Copy each of the rows below word for word, with every line unchanged and in its original order.

[Point annotation dataset rows]
-------

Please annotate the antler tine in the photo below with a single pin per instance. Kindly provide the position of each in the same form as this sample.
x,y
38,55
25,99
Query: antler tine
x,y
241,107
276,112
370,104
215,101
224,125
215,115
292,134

-------

* **RIGHT ANSWER**
Please annotate the antler tine in the photo below with a single pin per instance. Kindly provide the position of each in the same form as this sample.
x,y
38,55
25,99
Query: antler tine
x,y
241,107
276,112
370,104
215,101
224,125
215,115
292,134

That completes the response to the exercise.